* Action item
Using the data that follows, state the number of lines holding the word "white", and give no other output.

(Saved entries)

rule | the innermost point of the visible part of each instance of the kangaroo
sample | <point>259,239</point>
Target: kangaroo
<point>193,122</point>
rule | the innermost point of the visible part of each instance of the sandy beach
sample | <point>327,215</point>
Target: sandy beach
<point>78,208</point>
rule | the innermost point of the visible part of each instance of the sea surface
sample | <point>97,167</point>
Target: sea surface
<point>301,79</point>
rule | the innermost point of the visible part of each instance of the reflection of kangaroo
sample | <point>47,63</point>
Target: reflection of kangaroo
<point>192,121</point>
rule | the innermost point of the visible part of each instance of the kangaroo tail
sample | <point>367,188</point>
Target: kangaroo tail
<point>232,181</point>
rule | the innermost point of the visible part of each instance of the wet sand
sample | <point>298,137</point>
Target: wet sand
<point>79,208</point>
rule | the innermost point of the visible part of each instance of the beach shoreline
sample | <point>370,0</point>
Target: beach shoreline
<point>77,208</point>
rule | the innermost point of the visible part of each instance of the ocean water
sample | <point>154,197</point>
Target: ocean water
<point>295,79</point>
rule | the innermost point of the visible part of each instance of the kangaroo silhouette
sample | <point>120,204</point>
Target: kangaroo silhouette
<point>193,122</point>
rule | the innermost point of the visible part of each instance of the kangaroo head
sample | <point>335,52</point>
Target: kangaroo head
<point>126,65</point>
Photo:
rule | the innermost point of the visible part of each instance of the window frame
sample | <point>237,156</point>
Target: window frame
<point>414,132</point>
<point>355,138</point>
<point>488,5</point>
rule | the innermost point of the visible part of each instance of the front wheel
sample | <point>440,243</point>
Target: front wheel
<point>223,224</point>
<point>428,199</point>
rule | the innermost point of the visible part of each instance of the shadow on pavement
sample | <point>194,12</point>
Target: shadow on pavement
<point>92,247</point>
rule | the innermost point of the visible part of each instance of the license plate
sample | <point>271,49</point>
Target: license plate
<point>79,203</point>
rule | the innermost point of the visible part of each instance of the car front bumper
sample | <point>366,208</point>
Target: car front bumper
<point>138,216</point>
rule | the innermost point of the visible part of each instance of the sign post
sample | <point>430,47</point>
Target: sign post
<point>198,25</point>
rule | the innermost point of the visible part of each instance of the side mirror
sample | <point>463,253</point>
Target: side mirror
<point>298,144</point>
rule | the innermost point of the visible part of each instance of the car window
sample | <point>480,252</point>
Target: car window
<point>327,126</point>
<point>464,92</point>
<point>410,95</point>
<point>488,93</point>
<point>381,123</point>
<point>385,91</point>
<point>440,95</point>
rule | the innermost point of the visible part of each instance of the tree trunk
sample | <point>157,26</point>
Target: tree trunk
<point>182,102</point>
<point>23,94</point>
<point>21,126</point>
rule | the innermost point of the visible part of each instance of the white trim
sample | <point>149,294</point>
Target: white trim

* Output
2